**BRIEF**
Omit the pictures and extract only the lines from the line containing "Exercise. Mark the metal" to the end of the material, each exactly as written.

**RECORD SET**
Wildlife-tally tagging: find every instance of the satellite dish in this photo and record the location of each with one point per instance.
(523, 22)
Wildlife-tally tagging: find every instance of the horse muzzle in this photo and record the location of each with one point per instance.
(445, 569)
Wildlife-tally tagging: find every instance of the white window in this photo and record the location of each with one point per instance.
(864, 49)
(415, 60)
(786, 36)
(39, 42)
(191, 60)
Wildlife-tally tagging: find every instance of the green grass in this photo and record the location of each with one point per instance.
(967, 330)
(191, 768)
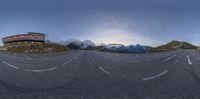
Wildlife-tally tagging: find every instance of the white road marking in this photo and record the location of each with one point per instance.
(67, 62)
(27, 56)
(92, 58)
(106, 72)
(189, 61)
(176, 61)
(53, 68)
(195, 56)
(70, 60)
(15, 67)
(156, 76)
(15, 55)
(116, 59)
(37, 70)
(127, 55)
(41, 70)
(170, 58)
(133, 61)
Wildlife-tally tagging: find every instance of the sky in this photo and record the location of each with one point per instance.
(146, 22)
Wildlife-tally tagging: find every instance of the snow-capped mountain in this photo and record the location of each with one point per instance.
(88, 43)
(77, 44)
(67, 42)
(127, 49)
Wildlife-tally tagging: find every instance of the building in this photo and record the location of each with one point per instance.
(30, 38)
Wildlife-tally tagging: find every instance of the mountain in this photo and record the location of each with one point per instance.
(126, 49)
(88, 44)
(77, 44)
(173, 45)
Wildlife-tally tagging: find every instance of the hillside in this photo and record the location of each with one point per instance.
(39, 48)
(173, 45)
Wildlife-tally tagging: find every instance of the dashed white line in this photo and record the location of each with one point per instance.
(53, 68)
(156, 76)
(27, 56)
(41, 70)
(170, 58)
(92, 58)
(133, 61)
(176, 61)
(127, 55)
(116, 59)
(15, 55)
(70, 60)
(67, 62)
(106, 72)
(15, 67)
(189, 61)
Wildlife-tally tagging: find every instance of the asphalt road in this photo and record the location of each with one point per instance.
(100, 75)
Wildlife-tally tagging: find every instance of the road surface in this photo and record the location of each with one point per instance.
(100, 75)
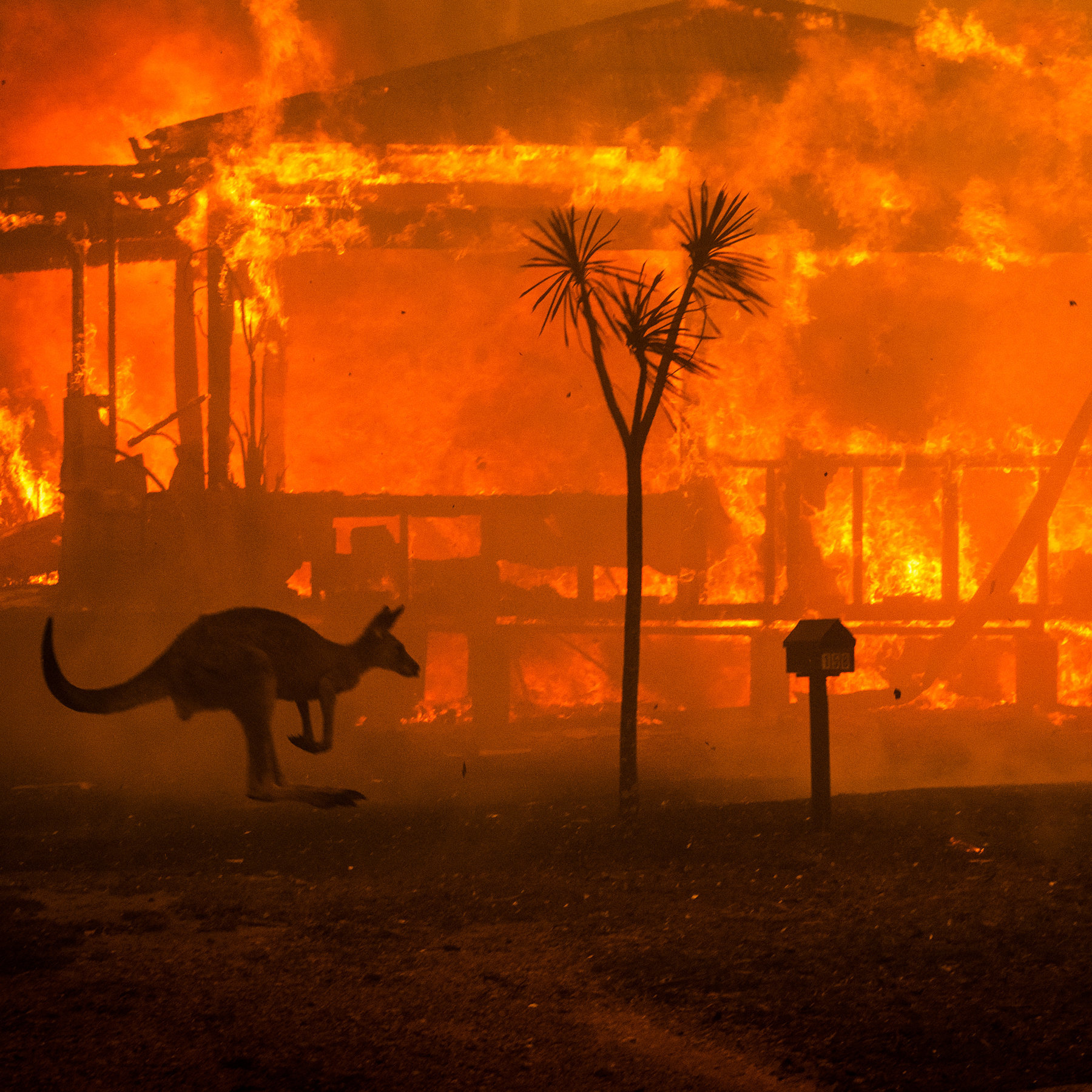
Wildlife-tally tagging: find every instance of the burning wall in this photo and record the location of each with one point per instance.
(922, 204)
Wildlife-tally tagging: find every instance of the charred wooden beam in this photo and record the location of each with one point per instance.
(994, 590)
(221, 327)
(949, 539)
(190, 472)
(858, 535)
(274, 382)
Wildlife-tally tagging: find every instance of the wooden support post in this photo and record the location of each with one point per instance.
(769, 539)
(402, 577)
(221, 327)
(190, 471)
(112, 323)
(274, 383)
(820, 752)
(1043, 561)
(949, 539)
(858, 535)
(76, 382)
(487, 671)
(795, 595)
(585, 582)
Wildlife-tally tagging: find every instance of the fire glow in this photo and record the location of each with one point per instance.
(924, 273)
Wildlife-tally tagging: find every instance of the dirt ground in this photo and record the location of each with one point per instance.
(936, 939)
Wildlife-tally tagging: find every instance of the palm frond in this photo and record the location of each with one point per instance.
(710, 232)
(571, 252)
(644, 322)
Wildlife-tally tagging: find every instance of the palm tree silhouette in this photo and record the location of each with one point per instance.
(663, 331)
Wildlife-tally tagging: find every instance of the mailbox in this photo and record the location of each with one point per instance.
(819, 647)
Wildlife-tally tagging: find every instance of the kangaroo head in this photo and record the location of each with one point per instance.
(379, 648)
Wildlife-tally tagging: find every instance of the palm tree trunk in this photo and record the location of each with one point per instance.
(632, 648)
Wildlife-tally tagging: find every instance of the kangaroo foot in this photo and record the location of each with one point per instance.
(328, 797)
(309, 794)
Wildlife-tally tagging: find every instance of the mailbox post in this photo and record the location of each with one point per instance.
(818, 648)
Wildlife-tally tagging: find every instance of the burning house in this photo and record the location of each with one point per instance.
(319, 388)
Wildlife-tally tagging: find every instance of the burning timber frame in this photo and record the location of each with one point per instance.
(198, 548)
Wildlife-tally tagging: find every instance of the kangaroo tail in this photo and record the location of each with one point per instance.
(140, 690)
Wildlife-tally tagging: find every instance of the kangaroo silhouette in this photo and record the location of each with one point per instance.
(244, 660)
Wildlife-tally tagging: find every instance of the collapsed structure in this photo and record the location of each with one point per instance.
(464, 155)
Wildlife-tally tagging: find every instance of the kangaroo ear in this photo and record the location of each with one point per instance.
(386, 618)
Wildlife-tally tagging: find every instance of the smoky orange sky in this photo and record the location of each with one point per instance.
(80, 78)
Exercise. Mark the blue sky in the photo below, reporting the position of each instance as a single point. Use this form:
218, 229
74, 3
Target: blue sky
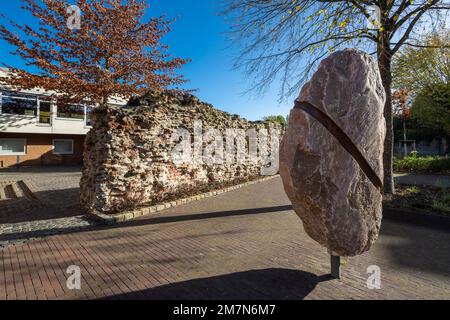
197, 34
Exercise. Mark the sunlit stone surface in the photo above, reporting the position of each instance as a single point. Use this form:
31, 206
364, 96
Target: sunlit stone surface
339, 206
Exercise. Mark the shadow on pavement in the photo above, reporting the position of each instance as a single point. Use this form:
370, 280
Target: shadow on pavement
52, 204
201, 216
249, 285
418, 248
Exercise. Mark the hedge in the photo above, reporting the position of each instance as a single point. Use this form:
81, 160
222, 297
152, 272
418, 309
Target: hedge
422, 164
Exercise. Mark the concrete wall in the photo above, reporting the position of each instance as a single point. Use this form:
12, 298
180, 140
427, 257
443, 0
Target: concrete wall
128, 159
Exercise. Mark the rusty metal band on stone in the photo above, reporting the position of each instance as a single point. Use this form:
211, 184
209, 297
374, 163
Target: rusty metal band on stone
343, 139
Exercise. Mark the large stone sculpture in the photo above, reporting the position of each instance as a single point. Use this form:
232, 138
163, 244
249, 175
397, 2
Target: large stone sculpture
331, 154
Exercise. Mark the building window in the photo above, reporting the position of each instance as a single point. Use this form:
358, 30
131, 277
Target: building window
70, 111
45, 112
88, 116
13, 147
62, 146
12, 103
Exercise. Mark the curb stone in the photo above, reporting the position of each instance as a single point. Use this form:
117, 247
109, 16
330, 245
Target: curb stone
147, 210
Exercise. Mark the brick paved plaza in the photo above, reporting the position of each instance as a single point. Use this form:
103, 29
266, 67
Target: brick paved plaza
247, 243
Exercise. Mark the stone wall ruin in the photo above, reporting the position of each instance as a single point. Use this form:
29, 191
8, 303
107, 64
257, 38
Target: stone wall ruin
167, 145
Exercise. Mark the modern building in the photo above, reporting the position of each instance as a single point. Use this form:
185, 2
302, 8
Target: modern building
34, 130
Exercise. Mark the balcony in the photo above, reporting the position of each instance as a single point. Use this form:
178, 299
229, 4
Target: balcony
31, 113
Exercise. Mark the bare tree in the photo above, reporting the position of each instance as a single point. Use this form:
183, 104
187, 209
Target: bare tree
111, 51
286, 39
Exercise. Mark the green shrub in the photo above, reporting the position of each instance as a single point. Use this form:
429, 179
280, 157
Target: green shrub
422, 164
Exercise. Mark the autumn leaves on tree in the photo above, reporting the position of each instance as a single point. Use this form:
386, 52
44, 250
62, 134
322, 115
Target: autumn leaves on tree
113, 51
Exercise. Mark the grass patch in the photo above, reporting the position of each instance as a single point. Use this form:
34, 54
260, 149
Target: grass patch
423, 198
429, 164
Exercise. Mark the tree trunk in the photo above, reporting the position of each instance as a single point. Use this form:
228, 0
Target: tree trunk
384, 64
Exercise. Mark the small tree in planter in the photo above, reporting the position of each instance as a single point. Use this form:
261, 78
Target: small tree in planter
92, 51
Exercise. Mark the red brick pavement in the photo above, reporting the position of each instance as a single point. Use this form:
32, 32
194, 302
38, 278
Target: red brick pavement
242, 244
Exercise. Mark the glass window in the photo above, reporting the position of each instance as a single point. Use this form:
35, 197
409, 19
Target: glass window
70, 111
88, 116
13, 146
44, 111
19, 104
62, 146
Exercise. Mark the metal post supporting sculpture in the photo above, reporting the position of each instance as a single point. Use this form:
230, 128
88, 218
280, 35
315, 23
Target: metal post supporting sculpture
331, 154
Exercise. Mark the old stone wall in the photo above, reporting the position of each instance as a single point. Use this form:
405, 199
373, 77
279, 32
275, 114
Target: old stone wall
169, 145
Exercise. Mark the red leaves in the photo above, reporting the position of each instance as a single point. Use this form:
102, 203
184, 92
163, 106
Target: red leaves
115, 51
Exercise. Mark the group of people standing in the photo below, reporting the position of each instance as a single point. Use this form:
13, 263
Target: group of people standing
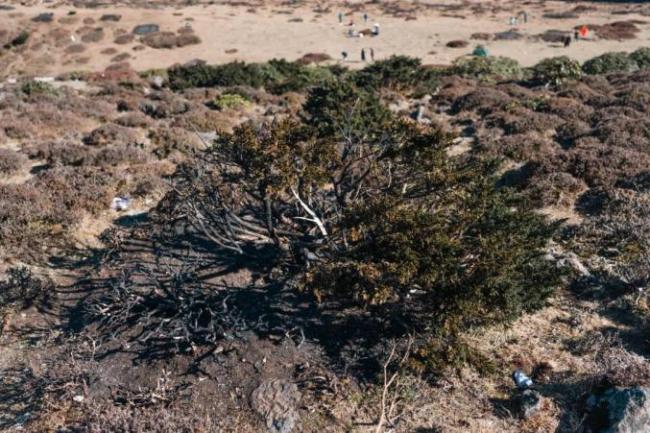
364, 56
365, 52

**EXERCISE ANSWER**
Exercise. Mark the metal post supporting sculpture in the photo above, reporting the position of each instance as a single point. Use this form:
230, 128
88, 218
280, 35
315, 23
Target: metal post supporting sculpture
331, 154
Exercise. Mark the old stone wall in the photo above, reporting the position of each instance as a single point. Use this form:
405, 199
373, 77
279, 32
275, 114
Target: old stone wall
169, 145
Exercise. Mark the red leaves in the photo above, reporting the position of each instance as a single point. Use this form:
102, 203
184, 92
163, 106
Target: red leaves
115, 51
Exercise. Mark the group of people standing in the photo below, reporting the position of each instance as a single point. Use this form:
13, 263
Target: group of people standing
364, 56
365, 52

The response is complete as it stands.